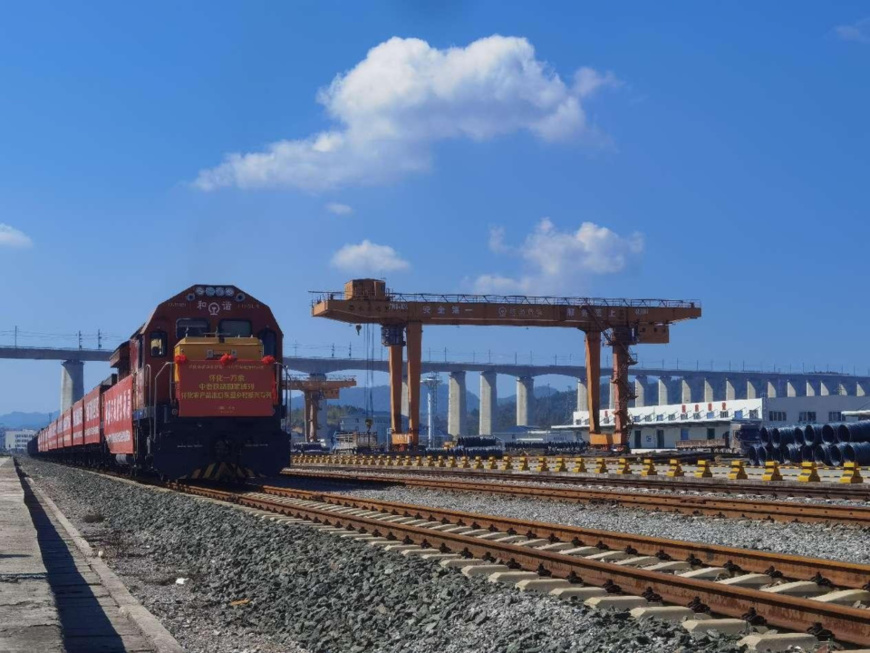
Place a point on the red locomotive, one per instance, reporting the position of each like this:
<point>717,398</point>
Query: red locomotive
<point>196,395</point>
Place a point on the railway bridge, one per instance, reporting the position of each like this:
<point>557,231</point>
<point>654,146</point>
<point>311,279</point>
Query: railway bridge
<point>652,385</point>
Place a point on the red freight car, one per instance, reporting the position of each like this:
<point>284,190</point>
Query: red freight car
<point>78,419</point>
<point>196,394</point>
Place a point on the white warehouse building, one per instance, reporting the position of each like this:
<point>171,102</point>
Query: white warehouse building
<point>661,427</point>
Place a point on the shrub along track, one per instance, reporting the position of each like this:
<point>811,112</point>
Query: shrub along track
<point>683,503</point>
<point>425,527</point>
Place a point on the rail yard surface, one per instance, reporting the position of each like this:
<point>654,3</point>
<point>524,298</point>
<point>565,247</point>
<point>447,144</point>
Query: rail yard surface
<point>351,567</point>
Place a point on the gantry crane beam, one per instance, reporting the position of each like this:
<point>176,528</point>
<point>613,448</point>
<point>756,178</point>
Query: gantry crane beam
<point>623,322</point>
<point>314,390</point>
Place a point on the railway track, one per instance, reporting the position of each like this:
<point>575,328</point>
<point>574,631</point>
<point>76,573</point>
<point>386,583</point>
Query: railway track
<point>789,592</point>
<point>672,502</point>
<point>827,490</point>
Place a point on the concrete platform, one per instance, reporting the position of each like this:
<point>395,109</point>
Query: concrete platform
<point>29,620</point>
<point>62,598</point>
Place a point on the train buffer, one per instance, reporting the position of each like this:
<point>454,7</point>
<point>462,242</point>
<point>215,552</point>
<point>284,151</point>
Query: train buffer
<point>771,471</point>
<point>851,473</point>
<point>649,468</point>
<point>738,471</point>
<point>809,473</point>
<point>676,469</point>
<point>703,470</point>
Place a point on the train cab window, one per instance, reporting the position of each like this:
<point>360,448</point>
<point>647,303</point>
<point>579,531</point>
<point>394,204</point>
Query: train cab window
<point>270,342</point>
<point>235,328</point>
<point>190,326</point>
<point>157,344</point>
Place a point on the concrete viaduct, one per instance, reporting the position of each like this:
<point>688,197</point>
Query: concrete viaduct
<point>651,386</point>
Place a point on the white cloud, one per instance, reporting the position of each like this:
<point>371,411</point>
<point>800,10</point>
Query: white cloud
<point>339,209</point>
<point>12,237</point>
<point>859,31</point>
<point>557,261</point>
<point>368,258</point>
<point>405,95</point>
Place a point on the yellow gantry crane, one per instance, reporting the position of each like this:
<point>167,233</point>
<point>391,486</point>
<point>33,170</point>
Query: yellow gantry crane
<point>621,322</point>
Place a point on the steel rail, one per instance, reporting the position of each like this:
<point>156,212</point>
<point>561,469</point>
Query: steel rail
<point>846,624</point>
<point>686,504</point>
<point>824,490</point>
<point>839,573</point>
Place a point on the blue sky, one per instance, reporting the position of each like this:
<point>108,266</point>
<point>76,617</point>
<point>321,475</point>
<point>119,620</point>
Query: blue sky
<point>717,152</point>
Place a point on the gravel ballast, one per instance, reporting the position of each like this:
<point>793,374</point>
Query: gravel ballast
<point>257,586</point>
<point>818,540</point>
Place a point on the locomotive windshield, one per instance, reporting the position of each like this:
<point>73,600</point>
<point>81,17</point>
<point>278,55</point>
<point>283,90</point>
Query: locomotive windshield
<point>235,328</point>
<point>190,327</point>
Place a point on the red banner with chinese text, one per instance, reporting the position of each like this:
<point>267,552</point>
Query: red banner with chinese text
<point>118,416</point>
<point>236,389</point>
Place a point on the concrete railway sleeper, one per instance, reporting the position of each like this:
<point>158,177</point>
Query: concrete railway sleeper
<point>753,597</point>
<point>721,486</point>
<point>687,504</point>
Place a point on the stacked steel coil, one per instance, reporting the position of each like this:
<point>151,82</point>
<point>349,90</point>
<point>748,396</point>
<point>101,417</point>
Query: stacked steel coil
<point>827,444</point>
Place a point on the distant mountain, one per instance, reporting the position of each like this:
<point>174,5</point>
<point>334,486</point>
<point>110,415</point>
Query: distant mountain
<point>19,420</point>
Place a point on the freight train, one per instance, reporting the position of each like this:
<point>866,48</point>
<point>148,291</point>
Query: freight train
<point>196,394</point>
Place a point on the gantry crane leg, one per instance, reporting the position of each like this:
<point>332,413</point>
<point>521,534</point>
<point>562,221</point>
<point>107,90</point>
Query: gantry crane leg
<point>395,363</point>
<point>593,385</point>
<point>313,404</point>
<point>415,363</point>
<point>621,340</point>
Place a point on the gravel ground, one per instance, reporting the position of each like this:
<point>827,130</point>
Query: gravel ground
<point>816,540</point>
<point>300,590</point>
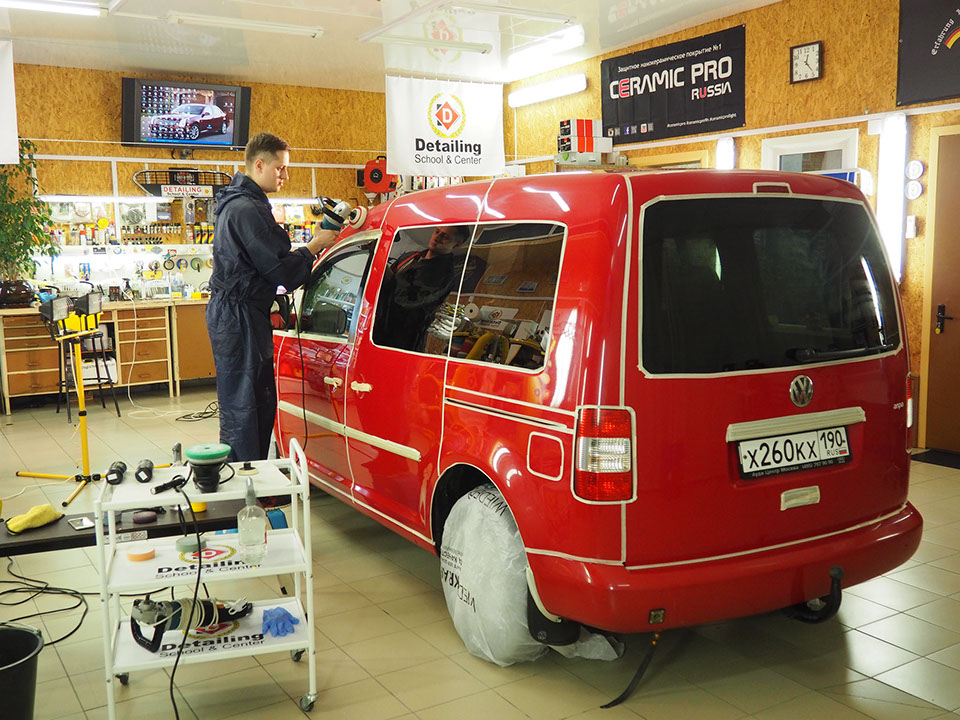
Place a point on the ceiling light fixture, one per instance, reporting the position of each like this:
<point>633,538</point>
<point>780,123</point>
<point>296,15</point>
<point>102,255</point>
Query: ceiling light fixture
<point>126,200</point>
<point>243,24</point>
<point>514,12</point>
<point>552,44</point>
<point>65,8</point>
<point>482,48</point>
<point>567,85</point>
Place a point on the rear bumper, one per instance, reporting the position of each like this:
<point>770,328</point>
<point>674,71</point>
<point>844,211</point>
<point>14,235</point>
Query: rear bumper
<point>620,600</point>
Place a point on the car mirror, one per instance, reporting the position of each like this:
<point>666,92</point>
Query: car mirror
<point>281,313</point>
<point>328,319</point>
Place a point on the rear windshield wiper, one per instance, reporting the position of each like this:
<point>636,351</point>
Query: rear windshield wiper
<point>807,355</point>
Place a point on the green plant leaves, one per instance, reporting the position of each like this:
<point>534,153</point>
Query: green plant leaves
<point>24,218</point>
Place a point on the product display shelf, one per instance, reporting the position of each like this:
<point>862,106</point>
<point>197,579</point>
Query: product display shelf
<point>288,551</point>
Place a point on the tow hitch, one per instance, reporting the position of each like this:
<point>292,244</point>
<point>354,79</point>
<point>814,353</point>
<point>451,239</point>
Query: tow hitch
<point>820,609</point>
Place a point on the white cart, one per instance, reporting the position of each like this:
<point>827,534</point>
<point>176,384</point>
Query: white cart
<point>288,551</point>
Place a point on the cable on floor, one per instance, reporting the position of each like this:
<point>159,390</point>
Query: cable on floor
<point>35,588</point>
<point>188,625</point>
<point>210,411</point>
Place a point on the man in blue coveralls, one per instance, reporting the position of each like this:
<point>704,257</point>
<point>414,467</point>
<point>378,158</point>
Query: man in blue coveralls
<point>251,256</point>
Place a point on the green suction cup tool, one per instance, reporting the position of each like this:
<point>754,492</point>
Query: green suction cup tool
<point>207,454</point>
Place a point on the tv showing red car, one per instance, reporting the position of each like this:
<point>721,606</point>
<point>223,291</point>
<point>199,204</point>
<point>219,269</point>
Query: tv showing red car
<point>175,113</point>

● **DIRECTIONS FOR THIS TASK**:
Please output every record above exactly as written, leaving out the pictures.

● **FINISHED TASK**:
Place a point on the red locomotive, one per instance, reporting the position of each like this:
<point>717,398</point>
Query: red locomotive
<point>196,395</point>
Place a point on the railway bridge, one per instance, reporting the position of each like this:
<point>557,231</point>
<point>654,146</point>
<point>311,279</point>
Query: railway bridge
<point>652,385</point>
Place a point on the red freight car, one per instance, reporting the position of each like this:
<point>284,190</point>
Query: red freight car
<point>78,419</point>
<point>196,394</point>
Place a point on the white warehouse building, one per instance, reporting the position of each like this:
<point>171,102</point>
Query: white warehouse building
<point>661,427</point>
Place a point on the shrub along track, one per instance, reporting the position of each like this:
<point>811,112</point>
Query: shrub along track
<point>683,503</point>
<point>425,527</point>
Place a point on the rail yard surface, one per instance, reporting the position of each like this:
<point>654,3</point>
<point>524,298</point>
<point>565,247</point>
<point>447,144</point>
Query: rail yard surface
<point>351,567</point>
Place a point on the gantry crane beam, one per instance, reporting the position of each like this:
<point>176,528</point>
<point>613,448</point>
<point>756,178</point>
Query: gantry crane beam
<point>623,322</point>
<point>314,390</point>
Place a point on the railway track, one per instance, reporting the position of each like this:
<point>575,328</point>
<point>574,631</point>
<point>76,573</point>
<point>386,583</point>
Query: railway track
<point>789,592</point>
<point>672,502</point>
<point>827,490</point>
Place a point on the concrete platform, one per instance, reporting the position of each like this:
<point>395,109</point>
Query: concrete platform
<point>29,620</point>
<point>62,598</point>
Place a point on the train buffer, one per instance, reporting the position of each like this:
<point>454,7</point>
<point>462,242</point>
<point>215,552</point>
<point>284,151</point>
Query: train buffer
<point>771,471</point>
<point>851,473</point>
<point>649,468</point>
<point>738,471</point>
<point>809,473</point>
<point>676,469</point>
<point>703,470</point>
Place a point on the train cab window, one per instance, reporting the position of each like this:
<point>360,448</point>
<point>647,303</point>
<point>579,531</point>
<point>394,204</point>
Query: train cab window
<point>270,342</point>
<point>235,328</point>
<point>190,326</point>
<point>157,344</point>
Place a point on the concrete viaduct, one per instance, reporting the position of each like this:
<point>688,197</point>
Query: concrete viaduct
<point>651,386</point>
Place a point on the white cloud, one per instance, reporting the position of each like this:
<point>371,411</point>
<point>800,10</point>
Query: white cloud
<point>339,209</point>
<point>12,237</point>
<point>859,31</point>
<point>557,261</point>
<point>368,258</point>
<point>405,95</point>
Place a point on the yellow gantry crane, one per instance, reporting the position of each like this:
<point>167,233</point>
<point>391,486</point>
<point>33,170</point>
Query: yellow gantry crane
<point>621,322</point>
Place a point on the steel rail, one per instance, reporting the position of each like this:
<point>156,212</point>
<point>561,469</point>
Query: steel rail
<point>846,624</point>
<point>686,504</point>
<point>824,490</point>
<point>839,573</point>
Place a point on the blue sky, one per instance, reporting the position of each like this:
<point>108,266</point>
<point>76,617</point>
<point>321,475</point>
<point>119,620</point>
Query: blue sky
<point>717,152</point>
Place a point on the gravel ballast, one per instance, reporting the position of each like this:
<point>793,374</point>
Query: gravel ballast
<point>257,586</point>
<point>818,540</point>
Place a point on the locomotive windshield, one per instance, reporting the position of each like this:
<point>73,600</point>
<point>81,17</point>
<point>278,55</point>
<point>283,90</point>
Query: locomotive windshield
<point>235,328</point>
<point>190,327</point>
Place a point on the red banner with chinese text, one per instance, reporting the position of each like this:
<point>267,552</point>
Query: red banner with chinese text
<point>118,416</point>
<point>236,389</point>
Place a point on the concrete railway sleeper, one per instance, reporting the position of each like this:
<point>158,177</point>
Query: concrete railway sleeper
<point>753,597</point>
<point>721,486</point>
<point>687,504</point>
Place a point on the stacked steel coil, one per instance, reporting the position of each like this:
<point>151,82</point>
<point>349,90</point>
<point>748,396</point>
<point>101,417</point>
Query: stacked steel coil
<point>827,444</point>
Place a point on the distant mountain, one per instance, reporting the position of each like this:
<point>174,5</point>
<point>334,486</point>
<point>110,415</point>
Query: distant mountain
<point>19,420</point>
Place a point on the freight train, one per instance, reporting the position of each like this:
<point>866,48</point>
<point>148,291</point>
Query: freight train
<point>196,394</point>
Place a point on the gantry crane leg, one per instance, reporting the position of each like this:
<point>332,413</point>
<point>521,534</point>
<point>562,221</point>
<point>107,90</point>
Query: gantry crane leg
<point>395,363</point>
<point>593,385</point>
<point>313,404</point>
<point>415,363</point>
<point>621,340</point>
Place a point on the gravel ground, one per instance, reporting the position of each like this:
<point>827,130</point>
Query: gravel ground
<point>816,540</point>
<point>300,590</point>
Place a point on the ceiling light fixture, one per instance, reporting the position of each like this:
<point>633,538</point>
<point>780,123</point>
<point>296,15</point>
<point>102,255</point>
Query: ceiling light fixture
<point>126,200</point>
<point>243,24</point>
<point>514,12</point>
<point>552,44</point>
<point>65,8</point>
<point>482,48</point>
<point>567,85</point>
Place a point on the rear bumper, one per instance, reporting the position of each like this:
<point>770,328</point>
<point>674,71</point>
<point>844,211</point>
<point>14,235</point>
Query: rear bumper
<point>620,600</point>
Place a point on the car mirror, one per instance, reporting the position of each like this:
<point>666,92</point>
Query: car mirror
<point>281,313</point>
<point>328,319</point>
Place a point on the rear windshield wiper, one per instance, reporting the position of each like this:
<point>636,351</point>
Query: rear windshield wiper
<point>807,355</point>
Place a point on the green plant leaves, one per instance, reporting the position of each like this:
<point>534,153</point>
Query: green plant leaves
<point>24,218</point>
Place a point on the product display shelf, one per instance, reporting the position of each like this:
<point>862,106</point>
<point>197,579</point>
Query: product display shelf
<point>288,551</point>
Place a point on the tow hitch, one per instance, reporting the position of each like this:
<point>292,244</point>
<point>354,79</point>
<point>814,353</point>
<point>451,239</point>
Query: tow hitch
<point>820,609</point>
Place a point on the white cart, one per instance, reporting the position of each like this:
<point>827,534</point>
<point>176,384</point>
Query: white cart
<point>288,551</point>
Place a point on the cable on floor, one per instance, reporting the position of each like this:
<point>159,390</point>
Query: cable on floor
<point>35,588</point>
<point>188,625</point>
<point>210,411</point>
Place a point on the man in blue coveralls, one per instance, reporting the position of each like this:
<point>704,257</point>
<point>414,467</point>
<point>378,158</point>
Query: man in blue coveralls
<point>251,256</point>
Place a point on the green suction cup tool, one per instance, reporting the position of each like this:
<point>754,492</point>
Query: green suction cup tool
<point>207,454</point>
Place a point on the tv showing red car, one per instance, reporting the position of each like this:
<point>721,606</point>
<point>223,291</point>
<point>199,204</point>
<point>219,269</point>
Query: tv showing red car
<point>175,113</point>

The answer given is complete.